### EXERCISE TASK
Add -129 to each coordinate in the answer points of the listing below, and rewrite every line from the line with "Place a point on the man in gray" up to and including the line with "[[159, 121], [512, 74], [156, 112]]", requests included. Leave the numbers in the requests and their format samples as they are.

___ MATERIAL TO PROCESS

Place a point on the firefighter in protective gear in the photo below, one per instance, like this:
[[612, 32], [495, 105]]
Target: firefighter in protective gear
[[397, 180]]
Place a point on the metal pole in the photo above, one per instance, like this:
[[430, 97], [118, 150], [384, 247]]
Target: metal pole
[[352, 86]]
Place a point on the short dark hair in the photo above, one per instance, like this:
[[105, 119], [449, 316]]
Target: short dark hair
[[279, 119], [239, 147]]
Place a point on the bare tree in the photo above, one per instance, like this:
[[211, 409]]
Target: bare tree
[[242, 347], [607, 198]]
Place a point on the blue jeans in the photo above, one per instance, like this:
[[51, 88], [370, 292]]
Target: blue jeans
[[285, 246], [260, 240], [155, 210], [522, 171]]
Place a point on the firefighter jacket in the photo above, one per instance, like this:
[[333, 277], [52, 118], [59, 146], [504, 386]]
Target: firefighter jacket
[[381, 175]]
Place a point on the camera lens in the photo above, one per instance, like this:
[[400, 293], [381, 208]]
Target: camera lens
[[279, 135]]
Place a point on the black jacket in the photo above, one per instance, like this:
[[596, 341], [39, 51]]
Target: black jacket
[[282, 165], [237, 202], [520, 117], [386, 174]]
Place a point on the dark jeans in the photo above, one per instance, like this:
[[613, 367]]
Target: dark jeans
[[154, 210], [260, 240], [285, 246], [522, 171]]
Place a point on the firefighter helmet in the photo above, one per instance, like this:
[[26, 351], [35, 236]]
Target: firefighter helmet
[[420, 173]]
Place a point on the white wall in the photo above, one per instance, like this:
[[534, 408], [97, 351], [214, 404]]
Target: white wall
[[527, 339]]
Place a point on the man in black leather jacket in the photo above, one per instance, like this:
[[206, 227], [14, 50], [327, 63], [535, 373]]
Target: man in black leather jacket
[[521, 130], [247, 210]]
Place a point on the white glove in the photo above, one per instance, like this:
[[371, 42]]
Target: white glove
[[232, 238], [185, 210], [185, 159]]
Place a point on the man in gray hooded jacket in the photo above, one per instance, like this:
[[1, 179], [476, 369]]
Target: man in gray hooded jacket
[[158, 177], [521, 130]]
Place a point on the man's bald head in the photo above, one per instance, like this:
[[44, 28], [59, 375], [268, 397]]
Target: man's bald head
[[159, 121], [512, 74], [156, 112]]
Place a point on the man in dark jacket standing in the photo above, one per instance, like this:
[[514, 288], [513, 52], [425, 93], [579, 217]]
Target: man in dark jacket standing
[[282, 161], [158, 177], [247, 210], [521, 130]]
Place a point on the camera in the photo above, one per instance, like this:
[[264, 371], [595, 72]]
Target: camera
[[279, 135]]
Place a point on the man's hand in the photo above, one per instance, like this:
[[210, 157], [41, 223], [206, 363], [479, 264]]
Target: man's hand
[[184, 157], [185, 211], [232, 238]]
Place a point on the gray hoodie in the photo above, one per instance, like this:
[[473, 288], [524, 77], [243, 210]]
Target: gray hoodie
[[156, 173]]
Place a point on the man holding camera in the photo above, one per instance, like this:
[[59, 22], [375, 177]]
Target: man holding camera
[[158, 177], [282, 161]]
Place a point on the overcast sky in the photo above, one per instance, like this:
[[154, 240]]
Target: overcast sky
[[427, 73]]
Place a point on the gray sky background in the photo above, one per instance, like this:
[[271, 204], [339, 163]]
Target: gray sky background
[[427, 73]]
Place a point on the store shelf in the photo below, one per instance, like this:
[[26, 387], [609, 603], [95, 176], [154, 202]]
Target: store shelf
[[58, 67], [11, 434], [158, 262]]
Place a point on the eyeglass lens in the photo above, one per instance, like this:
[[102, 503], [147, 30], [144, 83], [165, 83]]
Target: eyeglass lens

______

### RESULT OF THE TASK
Place a point on the man in gray hooded jacket in the photo above, one per instance, like this:
[[1, 179], [476, 369]]
Target: man in gray hooded jacket
[[29, 48], [392, 1]]
Place a point on the man's bald head in the photo above, one per instance, like this:
[[44, 28], [59, 375], [268, 397]]
Target: man's bald head
[[30, -8], [383, -55], [27, -17]]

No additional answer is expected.